(Beginning of SELECTED EXTRACT)
Frequently Asked Questions

What is the hierarchy of needs?

Maslow's hierarchy of needs proposes that human motivation operates in ascending levels. The base consists of physiological needs (food, water, shelter, sleep). Next are safety needs (security, stability, freedom from fear). Then belonging and love needs (friendship, intimacy, family). Then esteem needs (respect, recognition, competence). When these 'deficiency needs' are reasonably satisfied, the person becomes motivated by 'growth needs' — self-actualization (the drive to realize one's full potential) and, in Maslow's later formulations, self-transcendence (the capacity to go beyond individual concerns toward identification with something greater). The model is often depicted as a pyramid, though Maslow himself never used that image. The hierarchy is flexible rather than rigid — people can pursue higher needs while lower ones are partially unmet — but the general principle holds that the satisfaction of more basic needs creates the conditions for higher aspirations to emerge.

What are peak experiences?

Peak experiences, as Maslow described them, are moments of intense joy, wonder, awe, and expanded awareness that represent the natural expression of the fully functioning human being. They may occur during creative work, in nature, in love, during athletic achievement, or spontaneously. Maslow described them as having the characteristics that William James attributed to mystical experience — a sense of profound meaning, a feeling of unity or connection, a loss of the ordinary sense of time and space, and a conviction that something important has been revealed. Maslow's key insight was that these experiences are not supernatural events or signs of pathology but natural capacities of the human mind that emerge when a person is operating at their highest level. He argued that they represent the common experiential core underlying the mystical reports of every religious tradition.
(End of SELECTED EXTRACT)
(Beginning of SOURCE MATERIAL)
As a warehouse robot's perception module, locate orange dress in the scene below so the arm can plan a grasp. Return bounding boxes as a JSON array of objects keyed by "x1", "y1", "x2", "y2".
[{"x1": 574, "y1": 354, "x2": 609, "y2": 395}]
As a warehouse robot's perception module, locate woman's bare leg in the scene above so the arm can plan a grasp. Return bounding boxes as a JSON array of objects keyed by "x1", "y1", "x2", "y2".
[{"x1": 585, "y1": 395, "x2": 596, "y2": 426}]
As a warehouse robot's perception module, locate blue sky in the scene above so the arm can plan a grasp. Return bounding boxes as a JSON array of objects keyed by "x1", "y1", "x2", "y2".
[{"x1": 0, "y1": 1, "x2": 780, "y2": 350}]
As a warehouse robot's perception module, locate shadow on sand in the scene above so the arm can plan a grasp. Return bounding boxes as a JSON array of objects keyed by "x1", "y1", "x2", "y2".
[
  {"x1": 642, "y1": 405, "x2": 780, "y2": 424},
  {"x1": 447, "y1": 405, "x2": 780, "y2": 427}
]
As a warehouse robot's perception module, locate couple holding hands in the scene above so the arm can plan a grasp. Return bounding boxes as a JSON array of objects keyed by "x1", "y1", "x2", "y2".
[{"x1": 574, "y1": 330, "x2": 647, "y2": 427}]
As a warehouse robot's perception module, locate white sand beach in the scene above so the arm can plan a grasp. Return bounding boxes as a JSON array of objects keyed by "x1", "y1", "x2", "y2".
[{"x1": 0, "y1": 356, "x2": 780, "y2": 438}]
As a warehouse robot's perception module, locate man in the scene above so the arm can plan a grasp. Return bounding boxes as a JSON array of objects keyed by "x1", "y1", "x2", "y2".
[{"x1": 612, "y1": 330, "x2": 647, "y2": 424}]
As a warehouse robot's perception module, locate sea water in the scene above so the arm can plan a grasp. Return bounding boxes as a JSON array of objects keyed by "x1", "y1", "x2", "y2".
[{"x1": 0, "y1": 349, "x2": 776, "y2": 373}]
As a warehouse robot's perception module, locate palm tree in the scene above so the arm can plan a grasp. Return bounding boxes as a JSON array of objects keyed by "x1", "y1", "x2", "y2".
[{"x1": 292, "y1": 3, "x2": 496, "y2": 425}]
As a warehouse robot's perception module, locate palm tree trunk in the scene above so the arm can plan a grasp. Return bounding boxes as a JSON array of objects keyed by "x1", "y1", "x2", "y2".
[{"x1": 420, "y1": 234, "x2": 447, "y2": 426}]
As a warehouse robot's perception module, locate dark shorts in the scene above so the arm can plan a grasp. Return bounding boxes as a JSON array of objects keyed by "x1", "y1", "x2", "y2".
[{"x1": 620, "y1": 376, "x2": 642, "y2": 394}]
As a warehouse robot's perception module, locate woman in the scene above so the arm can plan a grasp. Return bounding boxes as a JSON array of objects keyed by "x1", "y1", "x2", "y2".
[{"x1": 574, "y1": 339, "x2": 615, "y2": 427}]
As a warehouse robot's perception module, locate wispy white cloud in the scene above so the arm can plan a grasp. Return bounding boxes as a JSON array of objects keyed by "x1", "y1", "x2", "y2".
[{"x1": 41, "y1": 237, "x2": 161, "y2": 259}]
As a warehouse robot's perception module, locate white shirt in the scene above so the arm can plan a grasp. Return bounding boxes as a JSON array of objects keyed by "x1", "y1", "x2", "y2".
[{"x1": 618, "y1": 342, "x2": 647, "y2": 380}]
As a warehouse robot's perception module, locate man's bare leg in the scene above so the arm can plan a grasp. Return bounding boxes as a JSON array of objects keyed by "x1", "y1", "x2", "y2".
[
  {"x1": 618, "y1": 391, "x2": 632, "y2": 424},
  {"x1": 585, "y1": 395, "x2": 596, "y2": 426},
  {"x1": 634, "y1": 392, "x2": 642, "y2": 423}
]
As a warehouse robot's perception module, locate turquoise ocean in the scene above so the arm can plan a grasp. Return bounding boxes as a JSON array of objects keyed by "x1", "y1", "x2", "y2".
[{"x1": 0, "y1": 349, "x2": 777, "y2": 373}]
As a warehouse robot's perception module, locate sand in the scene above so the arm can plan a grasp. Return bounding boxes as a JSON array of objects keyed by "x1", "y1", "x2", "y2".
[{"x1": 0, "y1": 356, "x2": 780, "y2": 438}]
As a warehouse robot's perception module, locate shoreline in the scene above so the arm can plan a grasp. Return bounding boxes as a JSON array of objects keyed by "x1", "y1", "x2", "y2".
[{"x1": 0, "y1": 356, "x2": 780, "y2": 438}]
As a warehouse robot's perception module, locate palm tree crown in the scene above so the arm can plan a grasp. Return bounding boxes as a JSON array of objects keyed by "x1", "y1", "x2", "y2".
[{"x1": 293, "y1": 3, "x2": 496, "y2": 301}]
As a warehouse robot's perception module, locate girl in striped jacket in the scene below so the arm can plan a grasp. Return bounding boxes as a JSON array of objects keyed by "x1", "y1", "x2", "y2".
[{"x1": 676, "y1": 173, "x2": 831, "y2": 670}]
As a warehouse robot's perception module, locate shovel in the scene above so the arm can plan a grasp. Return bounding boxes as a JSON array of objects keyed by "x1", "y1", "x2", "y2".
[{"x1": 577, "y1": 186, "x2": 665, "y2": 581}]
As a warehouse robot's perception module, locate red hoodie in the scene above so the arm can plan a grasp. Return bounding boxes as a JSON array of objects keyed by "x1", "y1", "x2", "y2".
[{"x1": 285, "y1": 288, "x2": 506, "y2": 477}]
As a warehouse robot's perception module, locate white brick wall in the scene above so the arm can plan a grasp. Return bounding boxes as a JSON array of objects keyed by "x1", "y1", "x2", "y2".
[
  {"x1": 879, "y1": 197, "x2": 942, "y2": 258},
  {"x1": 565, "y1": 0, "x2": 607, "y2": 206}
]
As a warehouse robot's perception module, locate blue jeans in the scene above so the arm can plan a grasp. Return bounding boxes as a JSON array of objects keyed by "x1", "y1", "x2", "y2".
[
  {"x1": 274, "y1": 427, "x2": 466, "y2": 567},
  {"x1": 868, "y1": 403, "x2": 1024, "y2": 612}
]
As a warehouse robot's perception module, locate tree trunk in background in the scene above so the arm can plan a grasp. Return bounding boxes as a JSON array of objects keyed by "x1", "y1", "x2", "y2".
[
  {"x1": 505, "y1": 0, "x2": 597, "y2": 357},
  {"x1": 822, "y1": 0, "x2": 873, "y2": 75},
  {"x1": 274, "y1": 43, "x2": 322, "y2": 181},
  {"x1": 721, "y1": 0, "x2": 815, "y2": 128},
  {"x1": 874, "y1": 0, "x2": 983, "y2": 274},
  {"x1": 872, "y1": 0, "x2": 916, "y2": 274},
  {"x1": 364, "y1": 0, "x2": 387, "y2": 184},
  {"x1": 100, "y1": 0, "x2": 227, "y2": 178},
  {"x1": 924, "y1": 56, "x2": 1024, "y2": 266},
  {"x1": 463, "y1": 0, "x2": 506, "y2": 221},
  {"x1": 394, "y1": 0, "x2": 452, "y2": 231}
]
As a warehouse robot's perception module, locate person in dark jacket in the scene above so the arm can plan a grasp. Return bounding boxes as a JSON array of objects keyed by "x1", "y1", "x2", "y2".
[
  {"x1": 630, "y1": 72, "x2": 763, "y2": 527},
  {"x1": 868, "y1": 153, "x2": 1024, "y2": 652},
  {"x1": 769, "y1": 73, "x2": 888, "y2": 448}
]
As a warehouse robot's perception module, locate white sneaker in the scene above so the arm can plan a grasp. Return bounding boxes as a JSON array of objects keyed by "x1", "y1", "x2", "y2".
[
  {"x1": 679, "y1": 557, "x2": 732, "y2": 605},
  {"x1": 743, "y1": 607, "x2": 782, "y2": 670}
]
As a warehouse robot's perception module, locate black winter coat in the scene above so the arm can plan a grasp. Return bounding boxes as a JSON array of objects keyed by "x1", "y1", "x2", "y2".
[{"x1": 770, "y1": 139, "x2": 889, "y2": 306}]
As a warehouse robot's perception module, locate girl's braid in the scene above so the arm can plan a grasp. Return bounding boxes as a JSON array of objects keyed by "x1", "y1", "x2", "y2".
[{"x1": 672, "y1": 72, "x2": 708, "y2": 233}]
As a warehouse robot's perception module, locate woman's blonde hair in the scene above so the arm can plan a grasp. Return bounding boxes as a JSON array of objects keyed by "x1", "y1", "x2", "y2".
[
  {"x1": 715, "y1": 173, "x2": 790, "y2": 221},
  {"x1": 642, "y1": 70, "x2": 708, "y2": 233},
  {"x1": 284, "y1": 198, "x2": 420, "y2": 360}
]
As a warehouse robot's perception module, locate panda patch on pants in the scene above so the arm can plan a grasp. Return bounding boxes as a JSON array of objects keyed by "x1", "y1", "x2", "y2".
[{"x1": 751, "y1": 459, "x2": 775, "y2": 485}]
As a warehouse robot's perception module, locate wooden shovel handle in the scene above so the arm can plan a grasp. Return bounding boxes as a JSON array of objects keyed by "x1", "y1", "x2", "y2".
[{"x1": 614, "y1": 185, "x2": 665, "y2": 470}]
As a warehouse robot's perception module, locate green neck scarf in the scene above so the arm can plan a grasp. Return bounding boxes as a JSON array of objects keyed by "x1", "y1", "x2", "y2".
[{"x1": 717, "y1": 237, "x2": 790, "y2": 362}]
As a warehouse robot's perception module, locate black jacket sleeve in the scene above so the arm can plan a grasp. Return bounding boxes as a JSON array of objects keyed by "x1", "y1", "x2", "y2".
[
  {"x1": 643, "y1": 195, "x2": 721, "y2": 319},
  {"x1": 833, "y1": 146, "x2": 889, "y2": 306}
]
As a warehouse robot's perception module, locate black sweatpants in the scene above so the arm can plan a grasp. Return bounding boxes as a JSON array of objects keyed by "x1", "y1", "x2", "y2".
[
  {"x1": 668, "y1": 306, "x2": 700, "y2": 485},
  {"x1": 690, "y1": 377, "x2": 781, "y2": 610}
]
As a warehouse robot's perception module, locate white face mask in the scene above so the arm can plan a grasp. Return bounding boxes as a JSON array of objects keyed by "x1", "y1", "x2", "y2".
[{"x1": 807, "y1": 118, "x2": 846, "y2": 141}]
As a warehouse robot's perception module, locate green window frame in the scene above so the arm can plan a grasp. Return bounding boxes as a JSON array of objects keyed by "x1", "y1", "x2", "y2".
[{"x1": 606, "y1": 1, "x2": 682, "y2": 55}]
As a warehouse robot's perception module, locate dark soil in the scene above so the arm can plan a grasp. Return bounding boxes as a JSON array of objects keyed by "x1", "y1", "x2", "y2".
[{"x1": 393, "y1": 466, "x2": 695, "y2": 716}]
(End of SOURCE MATERIAL)
PROBLEM DETAILS ::
Could you transcribe part of the Maslow FAQ, beginning at the words containing "Peak experiences, as" and stopping after "every religious tradition."?

RESPONSE ::
Peak experiences, as Maslow described them, are moments of intense joy, wonder, awe, and expanded awareness that represent the natural expression of the fully functioning human being. They may occur during creative work, in nature, in love, during athletic achievement, or spontaneously. Maslow described them as having the characteristics that William James attributed to mystical experience — a sense of profound meaning, a feeling of unity or connection, a loss of the ordinary sense of time and space, and a conviction that something important has been revealed. Maslow's key insight was that these experiences are not supernatural events or signs of pathology but natural capacities of the human mind that emerge when a person is operating at their highest level. He argued that they represent the common experiential core underlying the mystical reports of every religious tradition.